SELECTED EXCERPT>
-- Opening Marker --

Stem Cells and Tendon Regeneration
In the fall of 2014, 4-VA awarded Dr. Jennifer Barrett at VT $30,000 to collaborate with Dr. Lance Liotta at UVA and Dr. Virginia Espina at GMU on a project called Leveraging inter-university collaborations to decipher proteomic mechanotransduction pathways in stem cell-seeded tendon scaffolds in a dynamic bioreactor.
The goal of this work is to better understand how stem cells (SCs) can be influenced to make tendon and ligament using both mechanical tension and protein additives (growth factors), with a longer-term goal of engineering functional replacements for ruptured tendon and ligament. Researchers aimed to establish a collaborative interdisciplinary undergraduate/graduate research project between Virginia Tech’s Marion duPont Scott Equine Medical Center and George Mason University.
The study set out to determine similarities and differences between SCs isolated from different tissue sources, and the influence of tendon-associated growth factors on graft development. While their ultimate goal of developing an ideal tissue engineered tendon graft will not be achievable in the time frame of these experiments, they plan to elucidate key factors critical for developing such a graft. The alternative clinical approach of injecting tendon stem cells into areas of injury can be developed in a shorter time frame. The plan is to use this information as preliminary data for an NIH R01 parent grant application and for fellowship support for graduate students through both the NSF and the U.S. Department of Defense.

-- Closing Marker --

EXTRACTED ENTRIES>
-- Opening Marker --

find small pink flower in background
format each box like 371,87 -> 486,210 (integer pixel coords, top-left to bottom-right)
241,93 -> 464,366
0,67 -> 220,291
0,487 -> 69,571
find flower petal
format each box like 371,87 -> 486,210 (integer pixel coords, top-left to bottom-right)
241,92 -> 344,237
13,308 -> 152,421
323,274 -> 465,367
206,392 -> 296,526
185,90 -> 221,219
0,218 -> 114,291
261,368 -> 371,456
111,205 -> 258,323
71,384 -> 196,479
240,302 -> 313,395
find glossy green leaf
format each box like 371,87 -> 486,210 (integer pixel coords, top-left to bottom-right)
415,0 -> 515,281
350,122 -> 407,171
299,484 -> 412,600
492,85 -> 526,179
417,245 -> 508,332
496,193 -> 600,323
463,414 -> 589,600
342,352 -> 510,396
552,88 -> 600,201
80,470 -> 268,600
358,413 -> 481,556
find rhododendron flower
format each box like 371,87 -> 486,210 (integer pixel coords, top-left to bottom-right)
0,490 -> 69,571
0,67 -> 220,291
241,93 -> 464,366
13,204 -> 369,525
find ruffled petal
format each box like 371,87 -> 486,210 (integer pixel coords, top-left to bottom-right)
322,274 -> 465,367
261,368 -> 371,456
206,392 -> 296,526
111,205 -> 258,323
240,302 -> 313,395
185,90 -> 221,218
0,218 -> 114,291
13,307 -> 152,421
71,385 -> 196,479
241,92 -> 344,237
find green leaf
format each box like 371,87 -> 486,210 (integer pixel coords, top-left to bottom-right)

-- Closing Marker --

DIRECTIONS> Please quote the passage on stem cells and tendon regeneration word for word, starting with "The goal of" and going on through "George Mason University.".

EXPECTED ANSWER>
The goal of this work is to better understand how stem cells (SCs) can be influenced to make tendon and ligament using both mechanical tension and protein additives (growth factors), with a longer-term goal of engineering functional replacements for ruptured tendon and ligament. Researchers aimed to establish a collaborative interdisciplinary undergraduate/graduate research project between Virginia Tech’s Marion duPont Scott Equine Medical Center and George Mason University.